=== Records provided ===

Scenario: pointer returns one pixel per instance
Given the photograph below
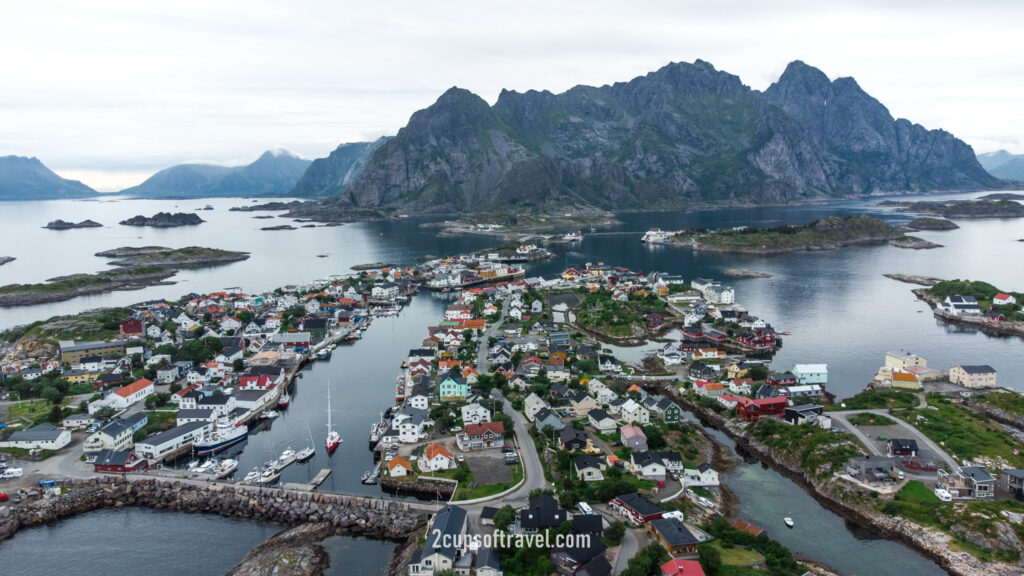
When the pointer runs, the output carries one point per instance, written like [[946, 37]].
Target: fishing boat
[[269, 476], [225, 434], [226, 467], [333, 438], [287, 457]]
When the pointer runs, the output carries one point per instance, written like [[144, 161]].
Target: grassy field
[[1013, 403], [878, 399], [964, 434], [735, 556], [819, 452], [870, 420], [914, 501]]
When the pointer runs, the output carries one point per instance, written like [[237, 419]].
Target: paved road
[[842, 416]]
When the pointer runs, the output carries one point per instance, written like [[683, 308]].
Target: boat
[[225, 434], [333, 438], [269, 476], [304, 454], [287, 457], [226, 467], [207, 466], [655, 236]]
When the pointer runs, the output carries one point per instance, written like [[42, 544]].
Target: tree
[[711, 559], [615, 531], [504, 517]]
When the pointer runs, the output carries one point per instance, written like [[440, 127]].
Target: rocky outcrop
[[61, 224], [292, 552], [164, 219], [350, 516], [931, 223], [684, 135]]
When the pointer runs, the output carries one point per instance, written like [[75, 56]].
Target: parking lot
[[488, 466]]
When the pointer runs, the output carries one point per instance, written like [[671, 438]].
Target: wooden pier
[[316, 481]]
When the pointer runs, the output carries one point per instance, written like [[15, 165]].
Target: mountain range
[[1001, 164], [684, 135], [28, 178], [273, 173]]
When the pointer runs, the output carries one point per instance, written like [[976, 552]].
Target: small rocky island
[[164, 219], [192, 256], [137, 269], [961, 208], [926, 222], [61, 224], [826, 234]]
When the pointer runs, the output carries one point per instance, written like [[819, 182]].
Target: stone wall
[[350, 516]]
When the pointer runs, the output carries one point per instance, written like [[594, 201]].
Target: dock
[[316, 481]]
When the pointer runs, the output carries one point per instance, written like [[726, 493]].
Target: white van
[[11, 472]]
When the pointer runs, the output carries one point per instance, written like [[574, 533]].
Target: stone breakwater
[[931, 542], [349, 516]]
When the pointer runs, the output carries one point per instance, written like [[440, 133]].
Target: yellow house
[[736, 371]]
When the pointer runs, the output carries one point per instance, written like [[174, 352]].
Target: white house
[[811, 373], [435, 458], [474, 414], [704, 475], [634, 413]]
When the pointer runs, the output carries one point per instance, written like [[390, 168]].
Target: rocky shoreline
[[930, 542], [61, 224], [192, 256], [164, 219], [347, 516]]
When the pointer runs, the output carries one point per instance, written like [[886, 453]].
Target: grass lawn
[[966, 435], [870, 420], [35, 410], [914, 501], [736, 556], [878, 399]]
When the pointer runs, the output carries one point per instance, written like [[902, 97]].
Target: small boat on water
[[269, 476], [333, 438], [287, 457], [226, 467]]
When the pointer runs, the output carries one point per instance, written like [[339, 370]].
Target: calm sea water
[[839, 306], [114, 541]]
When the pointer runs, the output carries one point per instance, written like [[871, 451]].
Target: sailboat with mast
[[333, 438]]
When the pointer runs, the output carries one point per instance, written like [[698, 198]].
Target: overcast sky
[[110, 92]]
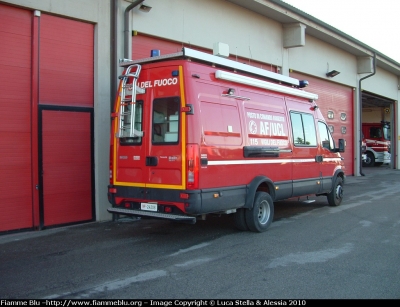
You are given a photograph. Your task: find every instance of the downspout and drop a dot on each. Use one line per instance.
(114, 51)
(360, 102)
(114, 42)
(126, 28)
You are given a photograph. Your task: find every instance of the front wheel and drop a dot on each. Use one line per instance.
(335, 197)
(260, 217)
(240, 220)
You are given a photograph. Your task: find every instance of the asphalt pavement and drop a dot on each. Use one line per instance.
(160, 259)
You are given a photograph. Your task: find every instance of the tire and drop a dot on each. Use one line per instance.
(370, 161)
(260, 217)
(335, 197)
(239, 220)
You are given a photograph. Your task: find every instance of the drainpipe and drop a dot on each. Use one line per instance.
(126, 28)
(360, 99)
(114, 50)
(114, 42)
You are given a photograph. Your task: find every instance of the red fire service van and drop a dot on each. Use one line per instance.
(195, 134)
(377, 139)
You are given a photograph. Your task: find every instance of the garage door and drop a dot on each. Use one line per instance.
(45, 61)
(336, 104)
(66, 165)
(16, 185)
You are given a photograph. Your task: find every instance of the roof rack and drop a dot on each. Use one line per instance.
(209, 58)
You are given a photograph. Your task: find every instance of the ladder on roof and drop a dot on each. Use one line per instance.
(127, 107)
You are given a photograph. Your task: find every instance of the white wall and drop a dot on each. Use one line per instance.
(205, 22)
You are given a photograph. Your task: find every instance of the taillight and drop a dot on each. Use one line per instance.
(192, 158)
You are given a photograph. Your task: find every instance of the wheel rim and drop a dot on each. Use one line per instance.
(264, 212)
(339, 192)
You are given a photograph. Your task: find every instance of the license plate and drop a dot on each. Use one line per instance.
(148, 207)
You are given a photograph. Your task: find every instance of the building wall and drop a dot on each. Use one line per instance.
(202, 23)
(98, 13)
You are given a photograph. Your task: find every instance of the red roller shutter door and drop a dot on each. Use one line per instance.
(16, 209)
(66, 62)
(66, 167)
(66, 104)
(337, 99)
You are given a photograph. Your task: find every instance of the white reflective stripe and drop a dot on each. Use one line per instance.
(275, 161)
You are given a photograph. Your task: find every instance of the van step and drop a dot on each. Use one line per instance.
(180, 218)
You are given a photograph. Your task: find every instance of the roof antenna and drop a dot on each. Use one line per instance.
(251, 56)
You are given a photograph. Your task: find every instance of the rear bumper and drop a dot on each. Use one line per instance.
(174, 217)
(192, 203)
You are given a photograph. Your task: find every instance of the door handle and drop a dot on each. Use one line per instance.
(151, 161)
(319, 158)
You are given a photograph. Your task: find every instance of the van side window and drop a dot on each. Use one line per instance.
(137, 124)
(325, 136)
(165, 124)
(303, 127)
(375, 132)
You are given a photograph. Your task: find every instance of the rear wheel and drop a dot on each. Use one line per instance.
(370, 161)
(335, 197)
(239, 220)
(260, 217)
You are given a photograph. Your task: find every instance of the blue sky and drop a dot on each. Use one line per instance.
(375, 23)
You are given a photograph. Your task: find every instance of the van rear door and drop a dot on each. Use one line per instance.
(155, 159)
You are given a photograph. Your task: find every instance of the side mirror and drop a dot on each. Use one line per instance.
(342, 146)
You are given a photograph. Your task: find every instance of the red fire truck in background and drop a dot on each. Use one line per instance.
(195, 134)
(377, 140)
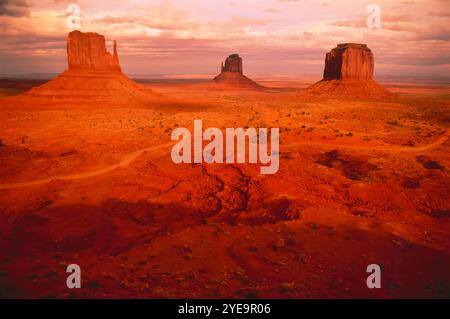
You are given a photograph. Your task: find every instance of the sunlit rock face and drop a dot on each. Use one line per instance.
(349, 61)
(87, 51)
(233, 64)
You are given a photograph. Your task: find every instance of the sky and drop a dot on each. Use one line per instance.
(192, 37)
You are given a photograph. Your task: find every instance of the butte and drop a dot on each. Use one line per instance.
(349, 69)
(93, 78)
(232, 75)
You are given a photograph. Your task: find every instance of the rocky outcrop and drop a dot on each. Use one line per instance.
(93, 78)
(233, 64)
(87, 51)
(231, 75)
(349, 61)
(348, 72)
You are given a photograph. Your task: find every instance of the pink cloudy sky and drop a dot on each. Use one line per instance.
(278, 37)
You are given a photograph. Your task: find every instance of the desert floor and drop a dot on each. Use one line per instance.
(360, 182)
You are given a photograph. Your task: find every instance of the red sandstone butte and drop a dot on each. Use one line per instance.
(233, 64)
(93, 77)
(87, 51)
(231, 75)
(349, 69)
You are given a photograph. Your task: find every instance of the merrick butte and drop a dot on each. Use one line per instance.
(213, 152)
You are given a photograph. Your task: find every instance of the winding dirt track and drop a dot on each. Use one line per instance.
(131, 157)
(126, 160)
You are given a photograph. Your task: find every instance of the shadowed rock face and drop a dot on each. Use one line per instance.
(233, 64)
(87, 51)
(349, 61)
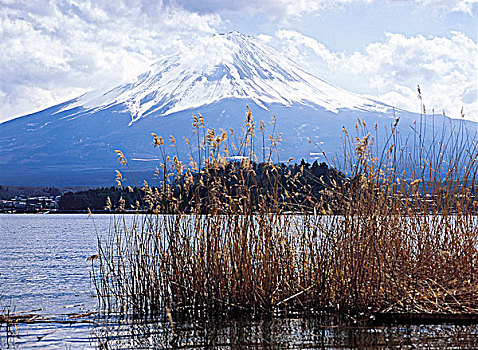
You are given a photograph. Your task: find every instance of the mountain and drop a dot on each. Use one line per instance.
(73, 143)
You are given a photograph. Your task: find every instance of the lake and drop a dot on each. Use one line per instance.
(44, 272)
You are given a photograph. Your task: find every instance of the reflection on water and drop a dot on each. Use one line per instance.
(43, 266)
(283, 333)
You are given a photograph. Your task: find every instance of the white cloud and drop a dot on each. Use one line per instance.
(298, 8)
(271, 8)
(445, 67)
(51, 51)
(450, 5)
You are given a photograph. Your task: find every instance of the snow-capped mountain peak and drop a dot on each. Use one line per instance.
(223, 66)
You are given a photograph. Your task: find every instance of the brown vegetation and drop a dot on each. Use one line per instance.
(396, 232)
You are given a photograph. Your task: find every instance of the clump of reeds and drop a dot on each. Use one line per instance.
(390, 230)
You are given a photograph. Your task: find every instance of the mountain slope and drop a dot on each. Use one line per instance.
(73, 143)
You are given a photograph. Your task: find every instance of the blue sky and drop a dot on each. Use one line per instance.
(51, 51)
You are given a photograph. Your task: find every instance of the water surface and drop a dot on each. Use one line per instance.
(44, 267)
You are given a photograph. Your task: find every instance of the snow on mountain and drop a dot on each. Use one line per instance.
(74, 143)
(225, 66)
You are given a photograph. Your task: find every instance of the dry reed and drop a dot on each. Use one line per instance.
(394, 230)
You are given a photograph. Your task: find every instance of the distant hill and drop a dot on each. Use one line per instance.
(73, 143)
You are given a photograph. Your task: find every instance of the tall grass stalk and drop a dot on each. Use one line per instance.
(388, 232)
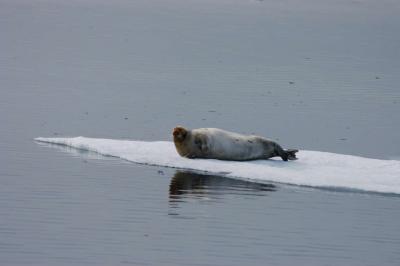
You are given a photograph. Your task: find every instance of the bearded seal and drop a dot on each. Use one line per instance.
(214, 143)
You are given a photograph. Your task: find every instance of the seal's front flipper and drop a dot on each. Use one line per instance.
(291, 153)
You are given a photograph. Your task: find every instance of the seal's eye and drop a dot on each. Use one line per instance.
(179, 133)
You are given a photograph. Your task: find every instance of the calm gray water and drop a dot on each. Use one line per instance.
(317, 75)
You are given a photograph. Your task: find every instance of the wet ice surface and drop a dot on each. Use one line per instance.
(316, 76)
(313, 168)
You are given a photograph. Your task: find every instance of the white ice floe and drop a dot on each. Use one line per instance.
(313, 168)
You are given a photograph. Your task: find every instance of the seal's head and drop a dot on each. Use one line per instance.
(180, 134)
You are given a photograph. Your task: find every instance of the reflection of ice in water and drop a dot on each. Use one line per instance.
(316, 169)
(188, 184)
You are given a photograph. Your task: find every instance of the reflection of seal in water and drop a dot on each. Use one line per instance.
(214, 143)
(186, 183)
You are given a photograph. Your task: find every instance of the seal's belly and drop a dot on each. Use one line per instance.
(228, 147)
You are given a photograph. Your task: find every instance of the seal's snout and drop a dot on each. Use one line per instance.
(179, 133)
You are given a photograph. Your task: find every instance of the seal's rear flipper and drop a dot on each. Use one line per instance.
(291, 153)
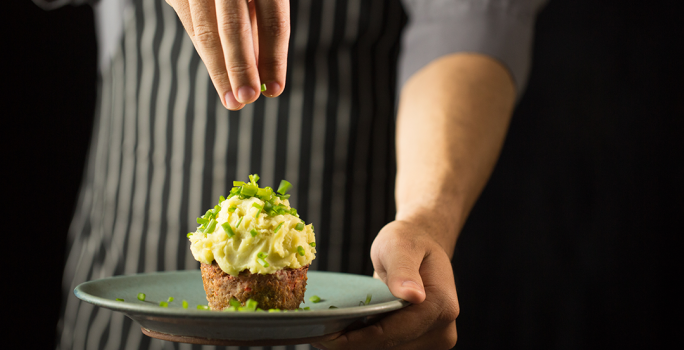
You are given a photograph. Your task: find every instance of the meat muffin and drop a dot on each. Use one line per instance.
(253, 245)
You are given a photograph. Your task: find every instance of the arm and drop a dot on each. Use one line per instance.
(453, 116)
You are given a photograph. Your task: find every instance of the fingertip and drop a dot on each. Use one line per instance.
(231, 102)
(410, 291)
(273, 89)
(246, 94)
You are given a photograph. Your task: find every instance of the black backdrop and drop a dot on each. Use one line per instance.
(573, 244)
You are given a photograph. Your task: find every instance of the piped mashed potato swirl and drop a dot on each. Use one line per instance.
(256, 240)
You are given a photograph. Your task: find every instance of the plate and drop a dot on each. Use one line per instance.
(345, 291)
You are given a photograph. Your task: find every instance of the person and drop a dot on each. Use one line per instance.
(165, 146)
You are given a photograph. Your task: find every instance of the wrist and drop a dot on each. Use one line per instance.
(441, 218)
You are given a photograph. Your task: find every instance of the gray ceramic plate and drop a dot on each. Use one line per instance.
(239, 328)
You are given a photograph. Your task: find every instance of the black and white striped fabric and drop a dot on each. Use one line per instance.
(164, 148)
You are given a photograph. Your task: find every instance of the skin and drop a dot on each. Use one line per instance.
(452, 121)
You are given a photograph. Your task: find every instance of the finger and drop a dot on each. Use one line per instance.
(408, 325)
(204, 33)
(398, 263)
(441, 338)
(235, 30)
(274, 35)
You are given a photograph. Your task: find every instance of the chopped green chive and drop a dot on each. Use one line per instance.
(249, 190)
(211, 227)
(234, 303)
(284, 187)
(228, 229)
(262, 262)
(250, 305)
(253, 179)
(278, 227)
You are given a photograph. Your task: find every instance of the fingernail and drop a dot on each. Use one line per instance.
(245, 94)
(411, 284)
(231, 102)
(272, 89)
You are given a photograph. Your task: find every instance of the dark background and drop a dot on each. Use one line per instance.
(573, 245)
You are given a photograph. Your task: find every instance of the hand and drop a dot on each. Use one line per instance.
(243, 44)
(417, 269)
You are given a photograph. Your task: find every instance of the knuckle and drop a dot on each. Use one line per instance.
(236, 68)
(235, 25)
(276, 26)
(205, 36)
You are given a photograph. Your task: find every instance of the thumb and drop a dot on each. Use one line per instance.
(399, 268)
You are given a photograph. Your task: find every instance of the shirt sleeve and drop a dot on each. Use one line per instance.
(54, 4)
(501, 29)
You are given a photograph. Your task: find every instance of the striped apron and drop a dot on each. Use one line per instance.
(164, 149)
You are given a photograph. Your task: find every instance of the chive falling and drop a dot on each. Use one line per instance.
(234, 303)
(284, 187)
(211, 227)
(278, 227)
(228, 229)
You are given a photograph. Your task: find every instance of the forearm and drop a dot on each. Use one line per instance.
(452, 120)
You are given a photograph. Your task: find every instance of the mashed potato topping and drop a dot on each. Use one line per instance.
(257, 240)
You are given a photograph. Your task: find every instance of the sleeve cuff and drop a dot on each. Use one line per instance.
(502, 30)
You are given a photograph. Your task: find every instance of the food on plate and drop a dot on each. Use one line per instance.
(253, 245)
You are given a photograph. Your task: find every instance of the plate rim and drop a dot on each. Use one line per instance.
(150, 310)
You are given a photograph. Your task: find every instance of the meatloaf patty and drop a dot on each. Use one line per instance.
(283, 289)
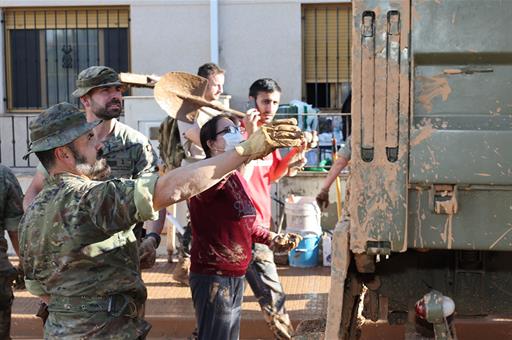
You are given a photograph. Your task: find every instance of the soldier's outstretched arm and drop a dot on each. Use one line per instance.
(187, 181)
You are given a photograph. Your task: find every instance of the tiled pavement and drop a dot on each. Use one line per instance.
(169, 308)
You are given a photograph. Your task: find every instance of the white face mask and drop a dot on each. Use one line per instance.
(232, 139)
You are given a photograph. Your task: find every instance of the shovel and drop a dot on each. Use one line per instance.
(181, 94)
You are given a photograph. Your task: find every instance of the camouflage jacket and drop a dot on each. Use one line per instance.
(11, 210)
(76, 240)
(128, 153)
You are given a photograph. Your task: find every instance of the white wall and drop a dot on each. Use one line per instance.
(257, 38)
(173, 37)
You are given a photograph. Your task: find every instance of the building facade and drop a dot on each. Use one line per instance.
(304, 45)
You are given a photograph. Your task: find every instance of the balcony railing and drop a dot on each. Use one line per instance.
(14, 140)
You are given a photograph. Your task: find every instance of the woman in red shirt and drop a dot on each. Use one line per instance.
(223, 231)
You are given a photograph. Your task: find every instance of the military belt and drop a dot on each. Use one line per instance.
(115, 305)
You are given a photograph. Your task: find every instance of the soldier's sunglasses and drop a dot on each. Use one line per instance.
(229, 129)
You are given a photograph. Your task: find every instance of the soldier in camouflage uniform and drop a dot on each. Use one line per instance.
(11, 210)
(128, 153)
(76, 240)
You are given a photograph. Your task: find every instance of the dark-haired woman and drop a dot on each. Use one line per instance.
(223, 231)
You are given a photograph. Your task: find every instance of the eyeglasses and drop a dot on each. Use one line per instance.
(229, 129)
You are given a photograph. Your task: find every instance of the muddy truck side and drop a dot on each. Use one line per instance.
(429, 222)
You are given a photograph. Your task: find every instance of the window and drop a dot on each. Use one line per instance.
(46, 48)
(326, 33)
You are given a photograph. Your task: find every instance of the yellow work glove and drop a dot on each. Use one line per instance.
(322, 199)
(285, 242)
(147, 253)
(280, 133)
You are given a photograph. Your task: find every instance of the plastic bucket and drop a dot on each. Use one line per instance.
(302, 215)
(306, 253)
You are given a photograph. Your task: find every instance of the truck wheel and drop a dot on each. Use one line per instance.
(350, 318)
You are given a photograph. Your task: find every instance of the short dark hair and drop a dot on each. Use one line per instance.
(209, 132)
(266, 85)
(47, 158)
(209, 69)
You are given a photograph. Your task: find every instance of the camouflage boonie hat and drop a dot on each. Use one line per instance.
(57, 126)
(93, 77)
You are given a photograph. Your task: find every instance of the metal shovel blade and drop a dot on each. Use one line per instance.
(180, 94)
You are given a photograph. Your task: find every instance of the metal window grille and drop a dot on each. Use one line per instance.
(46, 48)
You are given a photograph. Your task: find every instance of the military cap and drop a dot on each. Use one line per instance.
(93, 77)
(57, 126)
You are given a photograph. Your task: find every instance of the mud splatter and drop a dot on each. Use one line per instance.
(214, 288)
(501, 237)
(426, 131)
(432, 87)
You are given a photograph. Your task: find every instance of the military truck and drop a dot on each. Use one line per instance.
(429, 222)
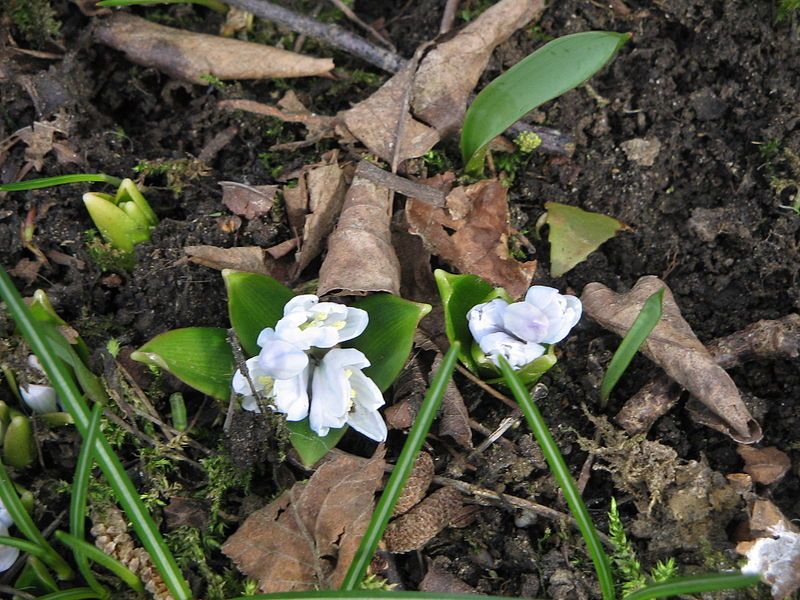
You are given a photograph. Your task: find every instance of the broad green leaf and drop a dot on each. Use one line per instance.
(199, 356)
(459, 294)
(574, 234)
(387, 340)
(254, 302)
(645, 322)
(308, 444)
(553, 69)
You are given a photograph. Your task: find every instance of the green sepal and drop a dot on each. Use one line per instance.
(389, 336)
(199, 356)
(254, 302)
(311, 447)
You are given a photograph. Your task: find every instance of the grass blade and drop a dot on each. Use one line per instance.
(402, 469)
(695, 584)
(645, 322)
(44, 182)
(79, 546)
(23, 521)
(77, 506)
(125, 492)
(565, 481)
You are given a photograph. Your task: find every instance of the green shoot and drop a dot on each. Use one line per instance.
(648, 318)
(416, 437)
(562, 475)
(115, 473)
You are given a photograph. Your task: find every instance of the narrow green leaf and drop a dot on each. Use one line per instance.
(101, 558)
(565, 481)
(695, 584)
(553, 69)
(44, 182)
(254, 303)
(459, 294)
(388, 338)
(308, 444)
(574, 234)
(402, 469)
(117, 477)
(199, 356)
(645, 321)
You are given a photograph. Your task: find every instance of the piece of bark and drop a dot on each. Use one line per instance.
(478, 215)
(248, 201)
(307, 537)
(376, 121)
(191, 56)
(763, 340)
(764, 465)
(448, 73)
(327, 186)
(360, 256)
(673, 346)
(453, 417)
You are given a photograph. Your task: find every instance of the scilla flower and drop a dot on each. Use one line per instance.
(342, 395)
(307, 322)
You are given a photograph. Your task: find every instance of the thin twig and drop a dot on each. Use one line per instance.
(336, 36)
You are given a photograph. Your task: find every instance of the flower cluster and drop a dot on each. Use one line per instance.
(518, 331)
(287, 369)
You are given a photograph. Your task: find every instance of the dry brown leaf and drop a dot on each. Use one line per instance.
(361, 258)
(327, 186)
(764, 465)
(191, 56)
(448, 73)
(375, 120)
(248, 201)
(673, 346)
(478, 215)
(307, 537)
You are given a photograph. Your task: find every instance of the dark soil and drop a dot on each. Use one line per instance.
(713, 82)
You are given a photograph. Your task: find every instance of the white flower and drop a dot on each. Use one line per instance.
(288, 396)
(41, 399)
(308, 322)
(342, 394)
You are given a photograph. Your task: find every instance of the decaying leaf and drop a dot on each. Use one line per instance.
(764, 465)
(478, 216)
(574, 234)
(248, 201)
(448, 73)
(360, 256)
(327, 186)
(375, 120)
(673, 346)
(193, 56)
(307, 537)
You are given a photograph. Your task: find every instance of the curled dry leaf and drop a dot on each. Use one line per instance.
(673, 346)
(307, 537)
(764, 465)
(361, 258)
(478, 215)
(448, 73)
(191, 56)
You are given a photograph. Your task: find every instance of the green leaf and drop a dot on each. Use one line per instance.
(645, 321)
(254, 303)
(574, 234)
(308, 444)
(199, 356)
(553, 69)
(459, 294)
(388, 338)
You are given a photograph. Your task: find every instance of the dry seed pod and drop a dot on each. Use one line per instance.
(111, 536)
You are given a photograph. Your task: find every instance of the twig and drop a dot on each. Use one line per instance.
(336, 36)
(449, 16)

===

- **Work to be completed**: Starting at the first line of the records, repeat them word for word and stop after the line that contains "[[1001, 164], [684, 135], [28, 178], [273, 173]]". Leave the pictures out of your answer.

- **Answer in full**:
Scenario: pointer returns one pixel per instance
Given the photograph below
When the pointer runs, the output carries one point per instance, written like [[946, 37]].
Target: fishing boat
[[269, 476], [225, 434], [226, 467], [333, 438], [287, 457]]
When the pointer runs, the output carries one point per instance, written like [[144, 161]].
Target: grassy field
[[1013, 403], [878, 399], [964, 434], [735, 556], [819, 452], [870, 420], [914, 501]]
When the pointer runs, the output carries one point per instance, written like [[237, 419]].
Target: paved road
[[842, 416]]
When the pointer runs, the output carries one point per instance, written like [[683, 308]].
Target: boat
[[225, 434], [333, 438], [269, 476], [304, 454], [287, 457], [226, 467], [207, 466], [655, 236]]
When the pointer runs, the output carries one point per instance, written like [[42, 544]].
Target: tree
[[711, 559], [615, 531], [504, 517]]
When the pointer runs, the output carries one point per instance, written like [[440, 127]].
Target: rocky outcrop
[[61, 224], [292, 552], [164, 219], [350, 516], [931, 223], [684, 135]]
When the pointer runs, the output carries one point per instance, written like [[75, 56]].
Target: parking lot
[[488, 466]]
When the pointer runs, the output carries one point per instance, written like [[671, 438]].
Target: wooden pier
[[316, 481]]
When the pointer runs, the output carries one point per instance, written like [[15, 165]].
Target: mountain range
[[1001, 164], [684, 135], [28, 178], [273, 173]]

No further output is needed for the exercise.